● SELECTED EXTRACT:
_ _ _ _ _ _ _
Brown explained that agency officials make the process of getting an order deliberately complicated. It has to be approved by at least three different officers, two of whom are supervisors, often including her.

Brown also said that, before a newly arrived traveler is subjected to expedited removal, he or she often gets the option of leaving voluntarily. That way, the traveler can avoid the five-year ban.

But Mohabbat said he was not offered voluntary removal. None of the four Iranian students interviewed for this article remembers an officer offering them a choice between voluntarily leaving the country and expedited removal.

In the months leading up to his January 2020 flight, Mohabbat’s parents warned him that other Iranian students had tried to go to the United States and were turned away at the airport. So Mohabbat had come prepared with all of his immigration paperwork.


“I was just 22 years old, and I had all my documents,” he said. “I did everything right.”

But, when he arrived at O’Hare, a federal officer pulled him out of the passport check line. After almost six hours of waiting rooms and questions about past internships and his personal thoughts about Iran-US relations, a different officer told the then-22-year-old he was about to be sent back to Iran. Mohabbat said he was told to sign a document confirming the agency’s decision.
_ _ _ _ _ _ _
● DATA EXCERPTS:
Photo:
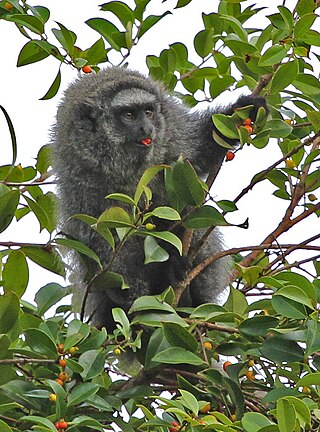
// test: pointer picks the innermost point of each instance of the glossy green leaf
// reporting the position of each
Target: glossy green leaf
(285, 74)
(153, 251)
(9, 200)
(177, 355)
(92, 362)
(31, 52)
(40, 342)
(16, 273)
(281, 350)
(205, 217)
(9, 311)
(53, 89)
(275, 54)
(49, 295)
(81, 393)
(178, 336)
_ _ _ _ _ _ _
● WORK TASK 1: In the excerpt on expedited removal, why had Mohabbat brought all of his immigration paperwork to his January 2020 flight? Answer in one to three sentences.
● WORK TASK 2: Reproduce word for word the passage of the excerpt on expedited removal between "Brown also said" and "his immigration paperwork.", inclusive.
The records are not used in this exercise.

● EXPECTED OUTPUT 1: His parents had warned him that other Iranian students had tried to go to the United States and had been turned away at the airport. Because of that warning, he arrived with all of his immigration paperwork.

● EXPECTED OUTPUT 2:
Brown also said that, before a newly arrived traveler is subjected to expedited removal, he or she often gets the option of leaving voluntarily. That way, the traveler can avoid the five-year ban.

But Mohabbat said he was not offered voluntary removal. None of the four Iranian students interviewed for this article remembers an officer offering them a choice between voluntarily leaving the country and expedited removal.

In the months leading up to his January 2020 flight, Mohabbat’s parents warned him that other Iranian students had tried to go to the United States and were turned away at the airport. So Mohabbat had come prepared with all of his immigration paperwork.